READING PASSAGE:
Up to 1 in 5 deaths from car crashes, gunshots or other injuries might be prevented with better, quicker trauma care that doesn't depend so much on where you live, according to government advisers — advice that takes on new urgency amid the increasing threat of mass casualties like the massacre in Orlando.
The Orlando shooting happened just blocks from a major trauma care hospital, an accident of geography that undoubtedly saved lives. But Friday's call to action found swaths of the country don't have fast access to top care, and urges a national trauma system that puts the military's battlefield expertise to work at home.
The ultimate goal: Zero preventable deaths after injury, and minimizing disability among survivors, said the National Academies of Sciences, Engineering and Medicine. It called on the White House to lead that effort.
Today, there's no way to be sure "the current best trauma care is going to reach you no matter where you are," warned Dr. Donald Berwick of the Institute for HealthCare Improvement, who chaired the NAS committee. "The meter is running on these preventable deaths."
The report found a patchwork of care, from disjointed systems of first responders to death rates that vary twofold between the nation's best and worst trauma centers.
Yet the biggest opportunity to save lives comes before anyone reaches a trauma center: About half of deaths occur at the scene of the injury or enroute to the hospital — and the military has proven that both bystanders and well-trained emergency medical services can make a big difference.

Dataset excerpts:
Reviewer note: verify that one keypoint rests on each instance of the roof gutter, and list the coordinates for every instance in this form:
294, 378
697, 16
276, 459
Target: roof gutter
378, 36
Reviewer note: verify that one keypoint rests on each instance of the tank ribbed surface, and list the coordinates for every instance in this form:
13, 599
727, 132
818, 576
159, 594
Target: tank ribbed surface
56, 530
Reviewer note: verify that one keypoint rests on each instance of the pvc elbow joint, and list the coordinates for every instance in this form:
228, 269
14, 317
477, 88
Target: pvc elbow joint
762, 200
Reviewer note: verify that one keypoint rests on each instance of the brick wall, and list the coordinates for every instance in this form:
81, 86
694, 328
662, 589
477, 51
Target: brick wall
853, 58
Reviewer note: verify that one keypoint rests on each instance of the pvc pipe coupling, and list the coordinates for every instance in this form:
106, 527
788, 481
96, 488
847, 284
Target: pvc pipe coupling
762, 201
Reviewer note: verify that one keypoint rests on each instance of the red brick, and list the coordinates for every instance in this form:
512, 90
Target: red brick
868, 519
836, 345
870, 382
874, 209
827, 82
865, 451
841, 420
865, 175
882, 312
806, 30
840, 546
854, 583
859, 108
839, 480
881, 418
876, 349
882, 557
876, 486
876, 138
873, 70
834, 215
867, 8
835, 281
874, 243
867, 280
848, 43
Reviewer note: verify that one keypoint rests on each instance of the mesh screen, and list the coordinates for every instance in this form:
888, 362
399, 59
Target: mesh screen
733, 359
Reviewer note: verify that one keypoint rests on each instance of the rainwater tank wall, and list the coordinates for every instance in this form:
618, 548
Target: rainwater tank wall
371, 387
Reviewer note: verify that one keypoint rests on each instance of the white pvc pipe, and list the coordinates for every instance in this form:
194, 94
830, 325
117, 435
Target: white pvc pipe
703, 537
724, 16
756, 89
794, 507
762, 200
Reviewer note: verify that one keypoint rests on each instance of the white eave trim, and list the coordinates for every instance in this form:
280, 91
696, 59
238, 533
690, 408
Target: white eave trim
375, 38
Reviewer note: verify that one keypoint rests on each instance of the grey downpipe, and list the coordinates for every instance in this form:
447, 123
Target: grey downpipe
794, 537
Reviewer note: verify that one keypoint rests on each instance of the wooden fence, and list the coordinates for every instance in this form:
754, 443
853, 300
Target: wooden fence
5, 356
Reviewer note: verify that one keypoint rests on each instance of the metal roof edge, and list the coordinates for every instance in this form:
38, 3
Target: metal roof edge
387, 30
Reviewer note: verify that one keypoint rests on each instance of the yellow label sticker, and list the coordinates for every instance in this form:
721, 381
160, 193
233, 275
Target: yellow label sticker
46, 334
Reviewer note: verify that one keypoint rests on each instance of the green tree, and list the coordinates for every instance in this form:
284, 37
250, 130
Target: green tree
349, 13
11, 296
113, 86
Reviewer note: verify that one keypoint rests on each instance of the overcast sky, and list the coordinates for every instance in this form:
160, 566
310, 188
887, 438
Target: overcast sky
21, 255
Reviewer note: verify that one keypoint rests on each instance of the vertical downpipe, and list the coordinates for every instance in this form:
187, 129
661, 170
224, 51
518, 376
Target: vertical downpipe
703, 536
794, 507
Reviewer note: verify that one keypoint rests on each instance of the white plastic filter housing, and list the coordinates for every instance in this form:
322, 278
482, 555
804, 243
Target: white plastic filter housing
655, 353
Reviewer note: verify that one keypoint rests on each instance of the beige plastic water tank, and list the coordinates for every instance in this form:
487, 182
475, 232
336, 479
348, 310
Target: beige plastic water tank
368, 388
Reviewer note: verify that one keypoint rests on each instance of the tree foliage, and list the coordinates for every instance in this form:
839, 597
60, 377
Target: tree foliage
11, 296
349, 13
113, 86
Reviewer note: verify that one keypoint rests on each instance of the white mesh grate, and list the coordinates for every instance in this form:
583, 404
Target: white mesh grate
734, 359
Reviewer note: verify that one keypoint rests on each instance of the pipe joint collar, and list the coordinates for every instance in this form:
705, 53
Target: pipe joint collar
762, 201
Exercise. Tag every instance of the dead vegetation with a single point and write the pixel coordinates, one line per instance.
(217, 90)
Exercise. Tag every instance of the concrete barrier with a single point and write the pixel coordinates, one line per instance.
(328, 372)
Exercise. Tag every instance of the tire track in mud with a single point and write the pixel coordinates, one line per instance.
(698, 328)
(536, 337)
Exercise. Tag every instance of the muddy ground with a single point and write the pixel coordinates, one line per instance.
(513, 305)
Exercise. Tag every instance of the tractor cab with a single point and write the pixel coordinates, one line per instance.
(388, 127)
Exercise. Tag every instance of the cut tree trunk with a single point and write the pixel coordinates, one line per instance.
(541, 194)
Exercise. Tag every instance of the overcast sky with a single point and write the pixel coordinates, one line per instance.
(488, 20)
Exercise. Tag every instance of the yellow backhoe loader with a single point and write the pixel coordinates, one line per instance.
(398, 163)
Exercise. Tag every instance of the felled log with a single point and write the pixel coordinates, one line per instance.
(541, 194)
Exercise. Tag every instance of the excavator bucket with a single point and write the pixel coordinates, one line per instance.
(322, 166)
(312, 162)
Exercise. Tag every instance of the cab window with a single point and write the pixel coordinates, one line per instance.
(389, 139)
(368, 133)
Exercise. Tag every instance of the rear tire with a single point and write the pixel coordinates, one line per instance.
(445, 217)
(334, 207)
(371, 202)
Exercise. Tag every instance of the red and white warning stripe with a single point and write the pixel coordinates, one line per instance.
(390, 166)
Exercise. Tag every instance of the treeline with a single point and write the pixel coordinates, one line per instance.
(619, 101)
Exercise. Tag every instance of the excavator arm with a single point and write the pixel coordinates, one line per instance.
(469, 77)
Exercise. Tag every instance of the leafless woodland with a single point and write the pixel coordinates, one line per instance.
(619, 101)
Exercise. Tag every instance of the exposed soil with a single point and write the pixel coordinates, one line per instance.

WORK TO BE COMPLETED: Continue the news article about preventable trauma deaths, beginning right after its last paragraph.

TASK RESULT:
"The answer's always been to drive faster or fly faster. We're almost at the limit of that. Minutes really do count in these critically ill patients. But we can do things to stop bleeding, resuscitate better, while we're flying or driving faster," said panelist Dr. John Holcomb, a former Army colonel now at the University of Texas Health Science Center in Houston.
Trauma is the leading cause of death for Americans 45 and younger, killing nearly 148,000 people in 2014 alone and costing a staggering $670 billion in medical expenses and lost productivity.
The report estimated that about 20 percent of deaths could be prevented based on improvements in trauma care the military made after the start of the wars in Iraq and Afghanistan.
But the military, too, can continue to make improvements — including a big need to ensure that those hard-won combat lessons aren't lost in peacetime. One way to do that is to allow military surgeons to do more work in civilian trauma centers, the report said.